Source material:
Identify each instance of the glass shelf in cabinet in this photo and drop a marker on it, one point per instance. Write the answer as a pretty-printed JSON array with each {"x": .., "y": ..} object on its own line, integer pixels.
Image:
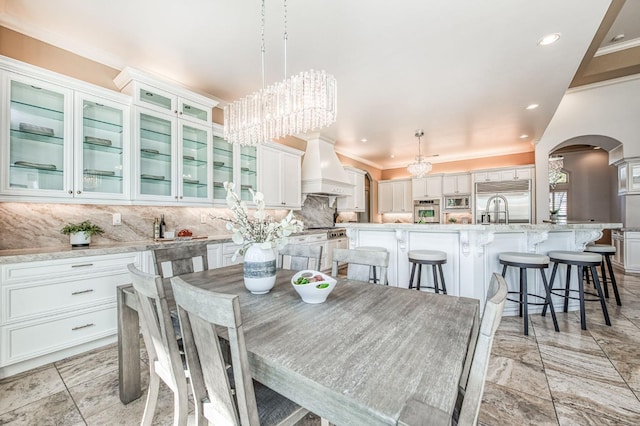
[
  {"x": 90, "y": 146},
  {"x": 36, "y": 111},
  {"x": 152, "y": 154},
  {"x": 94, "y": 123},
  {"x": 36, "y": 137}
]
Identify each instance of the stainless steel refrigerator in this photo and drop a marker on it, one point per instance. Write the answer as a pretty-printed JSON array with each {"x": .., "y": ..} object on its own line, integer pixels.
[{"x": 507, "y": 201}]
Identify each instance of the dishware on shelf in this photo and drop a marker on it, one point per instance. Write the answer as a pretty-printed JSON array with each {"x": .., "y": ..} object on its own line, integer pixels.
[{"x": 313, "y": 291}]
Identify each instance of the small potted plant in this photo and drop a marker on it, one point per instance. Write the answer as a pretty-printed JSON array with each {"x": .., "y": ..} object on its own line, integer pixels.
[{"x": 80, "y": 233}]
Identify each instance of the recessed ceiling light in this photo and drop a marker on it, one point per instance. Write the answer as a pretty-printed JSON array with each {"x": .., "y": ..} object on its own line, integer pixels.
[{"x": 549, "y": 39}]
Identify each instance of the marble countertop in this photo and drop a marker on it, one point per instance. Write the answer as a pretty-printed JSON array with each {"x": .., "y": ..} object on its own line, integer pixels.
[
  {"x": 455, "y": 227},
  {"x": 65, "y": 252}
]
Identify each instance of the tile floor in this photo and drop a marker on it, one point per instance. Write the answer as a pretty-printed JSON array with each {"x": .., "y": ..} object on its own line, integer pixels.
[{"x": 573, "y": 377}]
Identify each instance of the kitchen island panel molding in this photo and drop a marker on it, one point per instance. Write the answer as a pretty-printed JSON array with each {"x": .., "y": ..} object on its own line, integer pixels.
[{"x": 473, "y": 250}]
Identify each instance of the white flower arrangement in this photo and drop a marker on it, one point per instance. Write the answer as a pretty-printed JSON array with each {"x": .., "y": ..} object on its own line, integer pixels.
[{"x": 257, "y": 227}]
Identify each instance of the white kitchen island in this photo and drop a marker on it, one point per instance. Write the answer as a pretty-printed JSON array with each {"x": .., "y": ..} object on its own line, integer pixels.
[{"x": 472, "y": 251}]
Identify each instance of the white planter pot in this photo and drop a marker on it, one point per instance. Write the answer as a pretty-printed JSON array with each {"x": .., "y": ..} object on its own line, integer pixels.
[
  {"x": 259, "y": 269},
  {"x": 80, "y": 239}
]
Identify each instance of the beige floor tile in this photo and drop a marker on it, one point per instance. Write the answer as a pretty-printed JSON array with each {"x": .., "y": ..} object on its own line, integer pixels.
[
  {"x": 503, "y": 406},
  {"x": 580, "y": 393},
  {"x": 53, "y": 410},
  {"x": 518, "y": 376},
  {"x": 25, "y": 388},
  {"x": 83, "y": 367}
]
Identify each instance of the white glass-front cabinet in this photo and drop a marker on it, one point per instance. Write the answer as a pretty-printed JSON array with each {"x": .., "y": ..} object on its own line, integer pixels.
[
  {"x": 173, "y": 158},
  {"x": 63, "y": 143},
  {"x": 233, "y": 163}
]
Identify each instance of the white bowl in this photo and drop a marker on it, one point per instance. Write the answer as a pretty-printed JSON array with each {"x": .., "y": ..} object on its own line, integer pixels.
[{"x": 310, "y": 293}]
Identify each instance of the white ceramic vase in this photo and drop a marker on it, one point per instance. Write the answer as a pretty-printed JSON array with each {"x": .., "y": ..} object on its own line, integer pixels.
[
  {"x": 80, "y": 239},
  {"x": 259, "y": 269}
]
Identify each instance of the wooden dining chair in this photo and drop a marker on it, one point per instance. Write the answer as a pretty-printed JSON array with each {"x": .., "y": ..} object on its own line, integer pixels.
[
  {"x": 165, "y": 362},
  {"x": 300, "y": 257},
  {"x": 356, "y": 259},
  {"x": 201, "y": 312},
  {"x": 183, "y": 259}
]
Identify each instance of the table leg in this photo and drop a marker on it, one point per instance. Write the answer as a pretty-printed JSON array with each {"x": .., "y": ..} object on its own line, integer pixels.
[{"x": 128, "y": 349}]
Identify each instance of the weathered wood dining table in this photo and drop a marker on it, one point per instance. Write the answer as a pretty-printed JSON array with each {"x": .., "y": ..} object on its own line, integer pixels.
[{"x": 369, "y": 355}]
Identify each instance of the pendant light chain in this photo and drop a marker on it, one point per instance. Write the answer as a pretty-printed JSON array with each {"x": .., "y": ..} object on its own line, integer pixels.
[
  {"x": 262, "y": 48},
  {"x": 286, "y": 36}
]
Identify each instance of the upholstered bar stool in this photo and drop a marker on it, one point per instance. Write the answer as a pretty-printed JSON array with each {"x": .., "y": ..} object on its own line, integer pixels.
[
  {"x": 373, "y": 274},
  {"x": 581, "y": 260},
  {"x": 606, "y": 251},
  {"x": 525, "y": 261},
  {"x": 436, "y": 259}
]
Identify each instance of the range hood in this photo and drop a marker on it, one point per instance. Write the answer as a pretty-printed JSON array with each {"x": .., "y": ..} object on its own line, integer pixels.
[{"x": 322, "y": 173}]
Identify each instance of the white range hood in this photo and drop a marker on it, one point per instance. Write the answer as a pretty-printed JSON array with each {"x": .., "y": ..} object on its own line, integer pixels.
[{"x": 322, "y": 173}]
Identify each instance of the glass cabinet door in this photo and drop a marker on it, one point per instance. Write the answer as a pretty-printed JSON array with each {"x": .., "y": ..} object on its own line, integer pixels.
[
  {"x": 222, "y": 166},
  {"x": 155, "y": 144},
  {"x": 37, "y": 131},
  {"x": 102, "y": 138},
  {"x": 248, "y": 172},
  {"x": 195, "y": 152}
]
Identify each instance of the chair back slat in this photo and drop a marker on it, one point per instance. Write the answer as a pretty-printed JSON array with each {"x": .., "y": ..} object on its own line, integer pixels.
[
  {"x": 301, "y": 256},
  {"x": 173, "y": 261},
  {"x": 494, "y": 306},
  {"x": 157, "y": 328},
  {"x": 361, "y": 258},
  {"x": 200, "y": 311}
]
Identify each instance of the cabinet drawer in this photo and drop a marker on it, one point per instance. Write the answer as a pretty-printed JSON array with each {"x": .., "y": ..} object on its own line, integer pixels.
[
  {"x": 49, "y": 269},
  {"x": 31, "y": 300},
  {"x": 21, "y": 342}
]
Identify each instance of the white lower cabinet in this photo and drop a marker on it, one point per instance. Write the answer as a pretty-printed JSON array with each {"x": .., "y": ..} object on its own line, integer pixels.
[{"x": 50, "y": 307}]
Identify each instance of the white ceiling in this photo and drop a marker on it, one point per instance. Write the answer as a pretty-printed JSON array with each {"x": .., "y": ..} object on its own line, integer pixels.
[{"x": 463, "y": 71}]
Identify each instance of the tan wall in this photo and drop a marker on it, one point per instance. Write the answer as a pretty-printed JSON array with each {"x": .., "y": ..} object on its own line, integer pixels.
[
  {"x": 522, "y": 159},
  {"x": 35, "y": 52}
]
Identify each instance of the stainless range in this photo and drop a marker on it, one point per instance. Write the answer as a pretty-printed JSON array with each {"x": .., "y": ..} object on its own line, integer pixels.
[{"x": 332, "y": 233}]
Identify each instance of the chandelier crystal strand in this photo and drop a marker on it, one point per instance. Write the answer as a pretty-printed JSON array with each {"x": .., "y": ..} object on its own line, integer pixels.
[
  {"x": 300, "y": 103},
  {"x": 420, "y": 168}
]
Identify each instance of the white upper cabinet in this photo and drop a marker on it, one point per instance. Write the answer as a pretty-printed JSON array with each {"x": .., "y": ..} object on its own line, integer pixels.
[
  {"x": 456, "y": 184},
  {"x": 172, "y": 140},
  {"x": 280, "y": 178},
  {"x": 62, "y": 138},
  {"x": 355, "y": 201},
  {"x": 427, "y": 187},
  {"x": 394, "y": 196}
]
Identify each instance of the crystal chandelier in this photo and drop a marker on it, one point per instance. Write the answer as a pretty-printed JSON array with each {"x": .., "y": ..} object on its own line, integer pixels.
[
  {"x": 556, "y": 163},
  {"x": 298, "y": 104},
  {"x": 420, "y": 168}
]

Set task: Take every line from the one containing "Identify each instance of the crystal" to the end of the listing and output it exactly, with nothing else.

Result below:
Identify each instance of the crystal chandelier in this photo and drop a marker on it, one point per instance. Write the answer as a pretty-printed JSON array with each {"x": .., "y": ..} object on its own line, integer pixels.
[
  {"x": 556, "y": 163},
  {"x": 298, "y": 104},
  {"x": 420, "y": 168}
]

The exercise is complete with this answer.